→ WRITTEN INSTRUCTION:
Repeat the data word for word, from the first line through the line with "[2,243,31,253]", including that line.

═══ DATA EXCERPTS

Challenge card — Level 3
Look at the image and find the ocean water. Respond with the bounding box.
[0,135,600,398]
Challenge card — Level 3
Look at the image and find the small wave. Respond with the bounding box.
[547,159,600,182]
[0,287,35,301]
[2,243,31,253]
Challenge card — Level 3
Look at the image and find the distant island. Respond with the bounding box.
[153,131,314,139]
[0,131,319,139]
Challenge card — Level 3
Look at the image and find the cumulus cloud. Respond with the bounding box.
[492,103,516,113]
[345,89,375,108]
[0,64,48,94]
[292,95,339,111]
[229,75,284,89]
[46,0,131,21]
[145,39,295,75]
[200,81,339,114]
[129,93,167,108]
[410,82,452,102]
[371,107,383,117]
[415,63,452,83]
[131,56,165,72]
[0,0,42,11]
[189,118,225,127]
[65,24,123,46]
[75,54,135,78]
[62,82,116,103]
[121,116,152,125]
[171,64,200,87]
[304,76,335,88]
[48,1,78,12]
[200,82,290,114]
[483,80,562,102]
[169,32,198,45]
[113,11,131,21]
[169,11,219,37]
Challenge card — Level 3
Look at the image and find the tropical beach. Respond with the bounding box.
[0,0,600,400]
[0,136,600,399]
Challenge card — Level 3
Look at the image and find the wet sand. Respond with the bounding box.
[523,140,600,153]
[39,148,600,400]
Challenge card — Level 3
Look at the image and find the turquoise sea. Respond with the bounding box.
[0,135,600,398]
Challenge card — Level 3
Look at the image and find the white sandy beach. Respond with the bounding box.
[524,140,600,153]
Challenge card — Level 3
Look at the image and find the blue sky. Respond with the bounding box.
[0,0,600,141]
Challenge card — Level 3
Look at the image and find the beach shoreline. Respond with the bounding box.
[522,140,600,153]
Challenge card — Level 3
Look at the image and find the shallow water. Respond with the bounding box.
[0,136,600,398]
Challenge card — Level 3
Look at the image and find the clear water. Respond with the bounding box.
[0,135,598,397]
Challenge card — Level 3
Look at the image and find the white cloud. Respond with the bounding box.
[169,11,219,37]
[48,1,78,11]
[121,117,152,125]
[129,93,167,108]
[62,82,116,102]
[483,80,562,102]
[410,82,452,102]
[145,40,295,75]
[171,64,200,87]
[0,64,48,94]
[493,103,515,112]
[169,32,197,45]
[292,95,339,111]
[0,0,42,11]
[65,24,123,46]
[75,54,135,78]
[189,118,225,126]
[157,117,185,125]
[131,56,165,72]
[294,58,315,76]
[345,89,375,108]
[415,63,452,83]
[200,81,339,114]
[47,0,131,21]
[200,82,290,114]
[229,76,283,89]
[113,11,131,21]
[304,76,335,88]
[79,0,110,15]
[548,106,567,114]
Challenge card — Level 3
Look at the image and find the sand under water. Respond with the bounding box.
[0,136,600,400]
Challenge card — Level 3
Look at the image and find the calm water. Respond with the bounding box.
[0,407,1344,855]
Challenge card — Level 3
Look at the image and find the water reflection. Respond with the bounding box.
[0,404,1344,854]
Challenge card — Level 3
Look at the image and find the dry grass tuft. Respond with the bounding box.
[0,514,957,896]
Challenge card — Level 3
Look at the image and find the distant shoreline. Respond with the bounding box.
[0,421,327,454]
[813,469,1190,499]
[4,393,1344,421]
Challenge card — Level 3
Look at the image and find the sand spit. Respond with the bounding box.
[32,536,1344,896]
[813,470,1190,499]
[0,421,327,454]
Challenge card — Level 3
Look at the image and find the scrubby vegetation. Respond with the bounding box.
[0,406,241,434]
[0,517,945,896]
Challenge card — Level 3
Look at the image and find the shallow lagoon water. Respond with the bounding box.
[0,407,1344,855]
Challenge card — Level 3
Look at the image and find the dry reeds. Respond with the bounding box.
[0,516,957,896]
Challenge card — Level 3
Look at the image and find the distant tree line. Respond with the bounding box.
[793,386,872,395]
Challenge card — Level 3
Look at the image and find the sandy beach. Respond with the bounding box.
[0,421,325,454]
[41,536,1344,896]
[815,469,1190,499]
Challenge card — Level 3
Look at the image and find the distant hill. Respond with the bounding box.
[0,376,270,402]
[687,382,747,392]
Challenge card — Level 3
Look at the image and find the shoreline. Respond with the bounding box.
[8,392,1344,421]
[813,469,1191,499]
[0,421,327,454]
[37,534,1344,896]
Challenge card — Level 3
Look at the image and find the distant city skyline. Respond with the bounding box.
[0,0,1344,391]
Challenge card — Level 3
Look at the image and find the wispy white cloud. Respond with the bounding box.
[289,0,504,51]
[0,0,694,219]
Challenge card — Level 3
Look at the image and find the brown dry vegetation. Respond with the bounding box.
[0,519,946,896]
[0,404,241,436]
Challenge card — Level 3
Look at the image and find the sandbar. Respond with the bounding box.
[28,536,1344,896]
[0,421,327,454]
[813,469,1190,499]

══════

→ REPLY TO THE EXERCISE:
Challenge card — Level 3
Look at the image and find the ocean water. Respond with the bounding box.
[0,135,600,398]
Challenge card — Level 3
Look at the image and find the small wave. Respond with the bounding box.
[547,159,600,182]
[0,287,35,301]
[2,243,31,253]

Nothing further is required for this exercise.